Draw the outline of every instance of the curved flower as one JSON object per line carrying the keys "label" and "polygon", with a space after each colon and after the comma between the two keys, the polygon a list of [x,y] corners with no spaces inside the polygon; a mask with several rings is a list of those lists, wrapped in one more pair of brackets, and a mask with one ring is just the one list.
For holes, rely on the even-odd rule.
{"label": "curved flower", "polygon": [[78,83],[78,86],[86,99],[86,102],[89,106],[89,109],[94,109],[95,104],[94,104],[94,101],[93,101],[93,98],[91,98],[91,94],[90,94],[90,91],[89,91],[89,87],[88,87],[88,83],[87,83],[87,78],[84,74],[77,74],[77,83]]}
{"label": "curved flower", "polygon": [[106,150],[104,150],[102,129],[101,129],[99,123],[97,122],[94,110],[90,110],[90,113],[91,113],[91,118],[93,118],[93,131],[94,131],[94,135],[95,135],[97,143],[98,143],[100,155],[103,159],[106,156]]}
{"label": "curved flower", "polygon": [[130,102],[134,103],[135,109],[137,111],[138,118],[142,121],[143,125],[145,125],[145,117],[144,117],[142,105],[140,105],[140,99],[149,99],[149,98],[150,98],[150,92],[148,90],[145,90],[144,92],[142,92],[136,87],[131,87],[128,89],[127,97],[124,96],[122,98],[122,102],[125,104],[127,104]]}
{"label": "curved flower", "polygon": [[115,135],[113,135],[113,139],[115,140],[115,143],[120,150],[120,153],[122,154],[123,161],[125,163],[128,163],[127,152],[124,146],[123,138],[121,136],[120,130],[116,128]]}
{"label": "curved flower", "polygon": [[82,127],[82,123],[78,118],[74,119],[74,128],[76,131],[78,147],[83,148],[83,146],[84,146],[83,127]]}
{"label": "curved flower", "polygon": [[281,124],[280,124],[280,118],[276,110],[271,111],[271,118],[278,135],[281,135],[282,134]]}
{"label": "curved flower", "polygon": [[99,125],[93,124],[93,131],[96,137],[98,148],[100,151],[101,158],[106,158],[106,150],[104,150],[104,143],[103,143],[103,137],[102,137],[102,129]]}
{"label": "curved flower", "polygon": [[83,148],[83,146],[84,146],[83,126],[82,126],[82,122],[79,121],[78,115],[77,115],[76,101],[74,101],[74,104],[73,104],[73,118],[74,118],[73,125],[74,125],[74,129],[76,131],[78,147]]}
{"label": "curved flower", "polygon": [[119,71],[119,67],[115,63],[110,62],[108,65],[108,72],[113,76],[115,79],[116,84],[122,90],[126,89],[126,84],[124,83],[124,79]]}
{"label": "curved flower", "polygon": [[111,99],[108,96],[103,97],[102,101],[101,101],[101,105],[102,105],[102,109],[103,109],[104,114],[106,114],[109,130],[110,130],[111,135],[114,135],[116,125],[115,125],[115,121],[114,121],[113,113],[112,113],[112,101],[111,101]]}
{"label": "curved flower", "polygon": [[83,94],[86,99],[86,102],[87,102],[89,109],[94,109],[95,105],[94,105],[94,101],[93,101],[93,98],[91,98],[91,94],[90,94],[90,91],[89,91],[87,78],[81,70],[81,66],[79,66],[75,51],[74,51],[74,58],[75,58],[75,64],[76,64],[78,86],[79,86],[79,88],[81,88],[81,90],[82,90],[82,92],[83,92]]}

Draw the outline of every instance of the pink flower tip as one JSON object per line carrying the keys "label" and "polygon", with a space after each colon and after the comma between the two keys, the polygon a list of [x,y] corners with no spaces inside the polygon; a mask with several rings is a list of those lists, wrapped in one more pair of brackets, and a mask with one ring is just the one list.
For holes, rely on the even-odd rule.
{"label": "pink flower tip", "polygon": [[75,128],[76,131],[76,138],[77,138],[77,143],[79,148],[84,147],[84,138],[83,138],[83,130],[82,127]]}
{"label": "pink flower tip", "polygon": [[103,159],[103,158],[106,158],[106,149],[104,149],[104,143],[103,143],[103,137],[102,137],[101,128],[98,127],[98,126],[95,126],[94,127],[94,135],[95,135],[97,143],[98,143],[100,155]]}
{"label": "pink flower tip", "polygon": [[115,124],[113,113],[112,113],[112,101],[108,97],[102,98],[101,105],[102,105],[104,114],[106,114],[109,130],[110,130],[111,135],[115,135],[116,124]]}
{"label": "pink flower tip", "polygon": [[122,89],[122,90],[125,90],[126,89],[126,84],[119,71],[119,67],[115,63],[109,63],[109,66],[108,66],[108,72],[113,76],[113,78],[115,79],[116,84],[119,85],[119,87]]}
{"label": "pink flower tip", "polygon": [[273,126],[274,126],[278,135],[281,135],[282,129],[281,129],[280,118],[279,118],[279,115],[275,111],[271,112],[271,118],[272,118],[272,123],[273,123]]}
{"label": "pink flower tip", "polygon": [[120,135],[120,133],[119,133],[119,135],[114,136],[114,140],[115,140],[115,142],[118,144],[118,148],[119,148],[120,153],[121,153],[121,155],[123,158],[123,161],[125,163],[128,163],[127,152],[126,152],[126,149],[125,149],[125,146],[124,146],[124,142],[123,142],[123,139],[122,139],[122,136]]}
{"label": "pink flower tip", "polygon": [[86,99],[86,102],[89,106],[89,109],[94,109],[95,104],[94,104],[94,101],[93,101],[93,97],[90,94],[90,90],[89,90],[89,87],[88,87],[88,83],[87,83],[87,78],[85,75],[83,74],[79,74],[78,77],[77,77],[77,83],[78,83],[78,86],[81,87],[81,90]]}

AIM - From the records above, extract every entry verbatim.

CORRECT ANSWER -
Draw the outline of every instance of the curved flower as one JSON object per line carrying the keys "label" and "polygon", with a space after each colon and after the comma between the two keys, the polygon a list of [x,y] corners with no spaces inside the polygon; a mask with several rings is a list of those lists, wrapped in one more pair of brackets, and a mask with one ring is just the one list.
For holes, rely on the even-odd rule.
{"label": "curved flower", "polygon": [[78,83],[78,86],[86,99],[86,102],[89,106],[89,109],[94,109],[95,104],[94,104],[94,101],[93,101],[93,98],[91,98],[91,94],[90,94],[90,91],[89,91],[89,87],[88,87],[88,83],[87,83],[87,78],[84,74],[77,74],[77,83]]}
{"label": "curved flower", "polygon": [[106,150],[104,150],[102,129],[101,129],[99,123],[97,122],[94,110],[90,110],[90,113],[91,113],[91,118],[93,118],[93,131],[94,131],[94,135],[95,135],[97,143],[98,143],[100,155],[103,159],[106,156]]}
{"label": "curved flower", "polygon": [[130,102],[134,103],[135,109],[137,111],[138,118],[142,121],[143,125],[145,125],[145,117],[144,117],[142,105],[140,105],[140,99],[149,99],[149,98],[150,98],[150,92],[148,90],[145,90],[144,92],[142,92],[136,87],[131,87],[128,89],[127,97],[124,96],[122,98],[122,102],[125,104],[127,104]]}
{"label": "curved flower", "polygon": [[115,135],[113,135],[113,139],[115,140],[115,143],[120,150],[120,153],[122,154],[123,161],[125,163],[128,163],[127,152],[124,146],[123,138],[121,136],[120,130],[116,128]]}
{"label": "curved flower", "polygon": [[82,127],[82,123],[78,118],[74,119],[74,128],[76,131],[78,147],[83,148],[83,146],[84,146],[83,127]]}
{"label": "curved flower", "polygon": [[281,124],[280,124],[280,118],[276,110],[271,111],[271,118],[278,135],[281,135],[282,134]]}
{"label": "curved flower", "polygon": [[99,125],[93,124],[93,131],[96,137],[98,148],[100,151],[101,158],[106,158],[106,150],[104,150],[104,143],[103,143],[103,137],[102,137],[102,129]]}
{"label": "curved flower", "polygon": [[83,148],[83,146],[84,146],[83,126],[82,126],[82,122],[79,121],[78,115],[77,115],[76,101],[74,101],[74,104],[73,104],[73,118],[74,118],[73,125],[74,125],[74,129],[76,131],[78,147]]}
{"label": "curved flower", "polygon": [[119,71],[119,67],[115,63],[110,62],[108,65],[108,72],[113,76],[115,79],[116,84],[122,90],[126,89],[126,84],[124,83],[124,79]]}
{"label": "curved flower", "polygon": [[111,99],[108,96],[103,97],[102,101],[101,101],[101,105],[102,105],[102,109],[103,109],[104,114],[106,114],[109,130],[110,130],[111,135],[114,135],[116,125],[115,125],[115,121],[114,121],[113,113],[112,113],[112,101],[111,101]]}
{"label": "curved flower", "polygon": [[83,94],[86,99],[86,102],[87,102],[89,109],[94,109],[95,105],[94,105],[94,101],[93,101],[93,98],[91,98],[91,94],[90,94],[90,91],[89,91],[87,78],[81,70],[81,66],[79,66],[75,51],[74,51],[74,58],[75,58],[75,64],[76,64],[78,86],[79,86],[79,88],[81,88],[81,90],[82,90],[82,92],[83,92]]}

Draw the outline of every instance of the pink flower tip as one JSON object per line carrying the keys "label" and "polygon", with a space after each colon and after the comma between the two keys, the polygon a list of [x,y] corners with no spaces inside the polygon; a mask with several rings is a list of those lists, wrapped in one more pair of brackets, and a mask with one ring is just the one list.
For holes, rely on the even-odd rule.
{"label": "pink flower tip", "polygon": [[75,128],[76,131],[76,138],[77,138],[77,143],[79,148],[84,147],[84,138],[83,138],[83,130],[82,127]]}
{"label": "pink flower tip", "polygon": [[103,159],[103,158],[106,158],[106,149],[104,149],[104,143],[103,143],[103,137],[102,137],[101,128],[98,127],[98,126],[95,126],[94,127],[94,135],[95,135],[97,143],[98,143],[100,155]]}
{"label": "pink flower tip", "polygon": [[115,124],[113,113],[112,113],[112,101],[108,97],[102,98],[101,105],[102,105],[104,114],[106,114],[109,130],[110,130],[111,135],[115,135],[116,124]]}
{"label": "pink flower tip", "polygon": [[122,89],[122,90],[125,90],[126,89],[126,84],[119,71],[119,67],[115,63],[109,63],[109,66],[108,66],[108,72],[113,76],[113,78],[115,79],[116,84],[119,85],[119,87]]}
{"label": "pink flower tip", "polygon": [[273,126],[274,126],[278,135],[281,135],[282,129],[281,129],[280,118],[279,118],[279,115],[275,111],[271,112],[271,118],[272,118],[272,123],[273,123]]}
{"label": "pink flower tip", "polygon": [[120,135],[120,133],[119,133],[119,135],[114,136],[114,140],[115,140],[115,142],[118,144],[118,148],[119,148],[120,153],[121,153],[121,155],[123,158],[123,161],[125,163],[128,163],[127,152],[126,152],[126,149],[125,149],[125,146],[124,146],[124,142],[123,142],[123,139],[122,139],[122,136]]}
{"label": "pink flower tip", "polygon": [[86,99],[86,102],[89,106],[89,109],[94,109],[95,104],[94,104],[94,101],[93,101],[93,97],[90,94],[90,90],[89,90],[89,87],[88,87],[88,83],[87,83],[87,78],[85,75],[83,74],[79,74],[78,77],[77,77],[77,83],[78,83],[78,86],[81,87],[81,90]]}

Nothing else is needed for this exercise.